►
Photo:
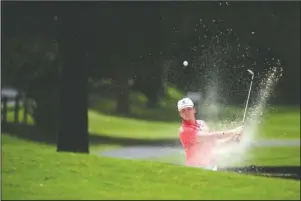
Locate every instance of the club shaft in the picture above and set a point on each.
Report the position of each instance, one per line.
(247, 102)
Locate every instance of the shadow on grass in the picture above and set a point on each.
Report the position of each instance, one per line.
(284, 172)
(31, 133)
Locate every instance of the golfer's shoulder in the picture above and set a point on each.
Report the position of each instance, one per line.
(201, 122)
(186, 129)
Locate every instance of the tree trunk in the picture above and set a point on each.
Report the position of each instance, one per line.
(123, 94)
(73, 121)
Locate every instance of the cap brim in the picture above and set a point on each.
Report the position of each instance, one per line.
(186, 106)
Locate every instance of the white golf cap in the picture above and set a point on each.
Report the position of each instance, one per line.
(184, 103)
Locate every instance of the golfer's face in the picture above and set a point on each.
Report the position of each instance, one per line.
(187, 113)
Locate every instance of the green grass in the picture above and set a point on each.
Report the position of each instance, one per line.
(34, 171)
(261, 156)
(280, 123)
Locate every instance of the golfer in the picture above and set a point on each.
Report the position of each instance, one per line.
(197, 140)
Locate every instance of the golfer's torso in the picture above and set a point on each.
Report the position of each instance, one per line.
(197, 153)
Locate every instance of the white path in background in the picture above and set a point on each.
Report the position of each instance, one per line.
(143, 152)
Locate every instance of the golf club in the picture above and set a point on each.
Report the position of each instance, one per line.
(251, 72)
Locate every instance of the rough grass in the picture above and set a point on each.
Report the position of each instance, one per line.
(34, 171)
(259, 156)
(277, 123)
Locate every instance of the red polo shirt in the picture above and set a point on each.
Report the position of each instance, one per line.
(197, 153)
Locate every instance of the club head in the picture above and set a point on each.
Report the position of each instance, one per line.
(251, 72)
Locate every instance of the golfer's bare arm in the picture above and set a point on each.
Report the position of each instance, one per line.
(214, 135)
(206, 134)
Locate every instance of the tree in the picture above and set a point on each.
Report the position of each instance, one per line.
(73, 120)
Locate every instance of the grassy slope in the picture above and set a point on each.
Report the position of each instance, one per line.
(263, 156)
(279, 123)
(33, 171)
◄
▸ OBJECTIVE: Repeat every line of the items above word for word, leaving the pictures out.

▸ RESPONSE FOR THIS EXERCISE:
Photo:
Locate every instance of the club shaft in the picture above and set a point on each.
Report the position of each instance, one per line.
(247, 102)
Locate every instance of the shadow on grass in the picture above and set a point on each.
Report the position of each instance, one per line.
(284, 172)
(31, 133)
Locate every instance of the golfer's shoulder in the picture above and set a point on each.
Report the position of each instance, one per line.
(201, 122)
(186, 129)
Locate every instance of the tree trunk in the picture above and set a point on each.
Report the position of each instance, one per line.
(123, 94)
(73, 121)
Locate every instance of the cap brim in the picture above and set a point on each.
Report the position of each instance, one per line.
(186, 106)
Locate every instance of the white golf cap in the picture above and set a point on each.
Report the position of each instance, one per line.
(184, 103)
Locate every instance of the golfer's face in the picture above and set a point on each.
Report the position of each instance, one per line.
(187, 113)
Locate every instance of the green grass in the picture above and set a point on each.
Report the position of each instance, one per line.
(34, 171)
(261, 156)
(280, 123)
Locate every instance of the golfer in the picture above and set a point on each.
Report the position of each instance, one per line.
(197, 140)
Locate every instance of the golfer's torso in the picture above and set a point on each.
Report the position of each instance, one per line.
(197, 153)
Locate every instance of the white path in background in the picture above and set a point on each.
Report the position of each instance, one per line.
(143, 152)
Locate every instance of the golf club in the picture above and set a point on each.
Report the position of each instance, one per line.
(251, 72)
Locate every instance of the rough grass in the picture above and set a point on each.
Report the position of each instance, one per line.
(34, 171)
(259, 156)
(277, 123)
Locate every instance of the red polo shirt in the picture above and set a point on each.
Report the position of each instance, one per line.
(197, 153)
Locate every instance of the club head in the picture above and set a point on each.
Report the position of each instance, one per line.
(251, 72)
Locate every instance of the golfer's bare arm in the picture above and set a point on each.
Report the position of each instance, one per line.
(214, 135)
(206, 134)
Locate every instance of the tree in the picture above and set a point on each.
Report the position of each instance, one per line.
(73, 120)
Locate every instance of the grassy slope in the picture above and set a point on each.
Report the position of each instance, one per line.
(263, 156)
(279, 123)
(33, 171)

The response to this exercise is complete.